NEGLIGENCE OF THE CREDITOR.—It is generally true that the creditor is under no obligation to be diligent in the pursuit of the debtor. Consequently, a mere negligence of the creditor, to sue or otherwise attempt to collect a claim against his debtor, although there is a surety for the creditor, does not relieve the surety of his liability. Mere delay, then, in proceeding against the principal debtor, does not release the surety, unless there is between the creditor and principal debtor a valid and binding agreement, under which a delay does prejudice the surety.

DISCHARGE OF SURETY.—A surety is discharged by the payment or performance, by the principal, of the condition in the agreement. It is even held that the surety is discharged if a tender of payment has been made to the principal, after the debt is due, and it is refused by him. In such a case, the tender amounts practically to a payment of the debt and a new loan creating a new contract. It sometimes occurs that the creditor has collateral security for the payment of the debt, or secures control of money or property of the debtor and which he may lawfully apply to the debtor's obligations under certain circumstances. The principal may voluntarily surrender or dispose of these securities. In such a case, the surety is discharged from liability to the extent of the value of the securities disposed of or surrendered. Of course, the surety is not discharged where the principal takes additional securities, or if some securities are given up and sufficient are retained by the principal to pay the debt, the surety is not relieved and cannot complain, for the reason that he has not been injured.

RIGHTS OF SURETY.—It is a well established rule of law that where the surety is obliged to make good on his contract he is entitled to relief, the law implying a promise on the part of the principal to reimburse the surety for any damages which he suffers. Of course, this assumes that the surety was legally bound to pay the debt. If he pays it because it is a moral obligation or for any other reason which the law does not recognize as legally binding, he is not able to compel the principal to reimburse him.

RIGHT OF CONTRIBUTION.—One of the peculiar remedies, which the courts of equity have developed, is that of contribution. This right is frequently used in the law of suretyship. When one of two or more sureties, for the same obligation, has paid more than his share of the debt, he is entitled to be reimbursed for the excess by his co-sureties. This right is known as the right of contribution. As has been said before, a surety, if he pays when he is not legally bound to do so, must stand the loss himself; and the same is true where he is one of several co-sureties. Thus, if one co-surety pays a debt, which is barred by the statute of limitations, he would not, in that case, be entitled to contribution from his other co-sureties.
___
TASKS AND EXERCISES.
[a] In the suretyship passage, what is the name for a surety's right to be reimbursed by co-sureties after paying more than his share of the debt?
[b] From the suretyship passage, extract the text starting with "NEGLIGENCE OF THE CREDITOR.—It" and going on through "prejudice the surety.".

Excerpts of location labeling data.
___
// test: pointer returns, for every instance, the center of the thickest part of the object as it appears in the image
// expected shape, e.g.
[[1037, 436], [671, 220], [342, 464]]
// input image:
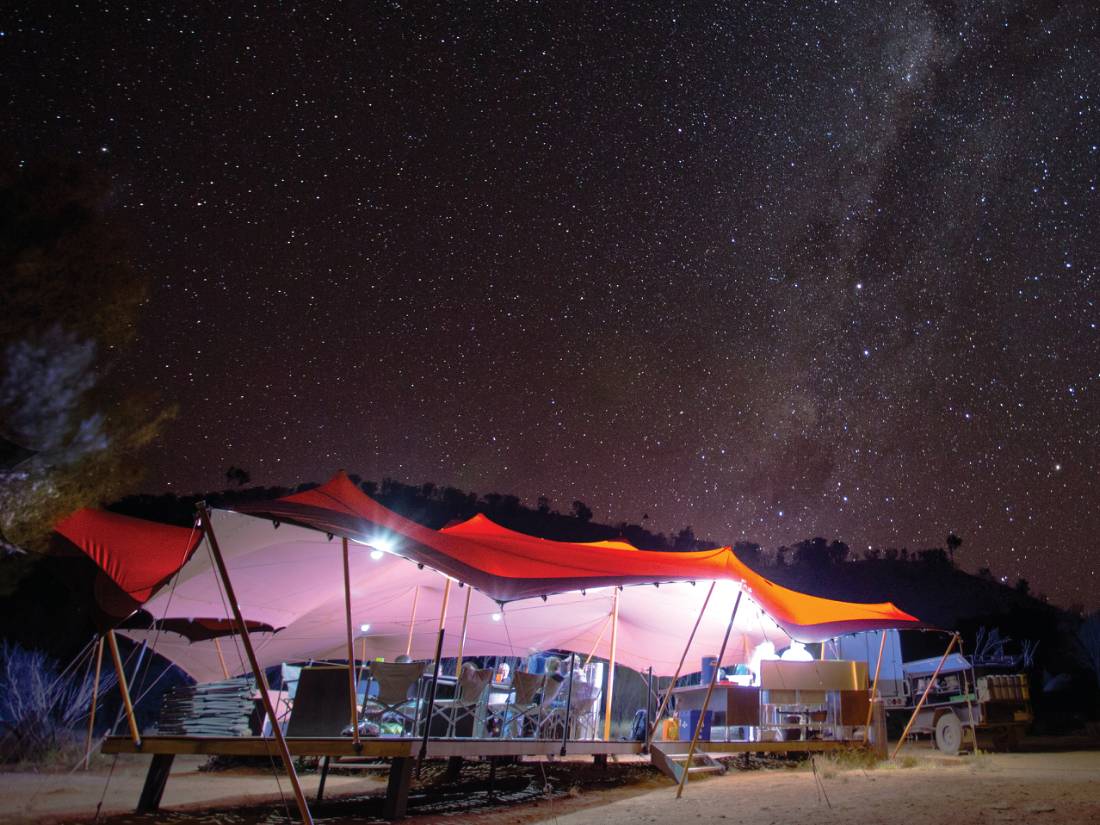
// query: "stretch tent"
[[528, 594]]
___
ANSWERS PER TASK.
[a] The right of contribution.

[b]
NEGLIGENCE OF THE CREDITOR.—It is generally true that the creditor is under no obligation to be diligent in the pursuit of the debtor. Consequently, a mere negligence of the creditor, to sue or otherwise attempt to collect a claim against his debtor, although there is a surety for the creditor, does not relieve the surety of his liability. Mere delay, then, in proceeding against the principal debtor, does not release the surety, unless there is between the creditor and principal debtor a valid and binding agreement, under which a delay does prejudice the surety.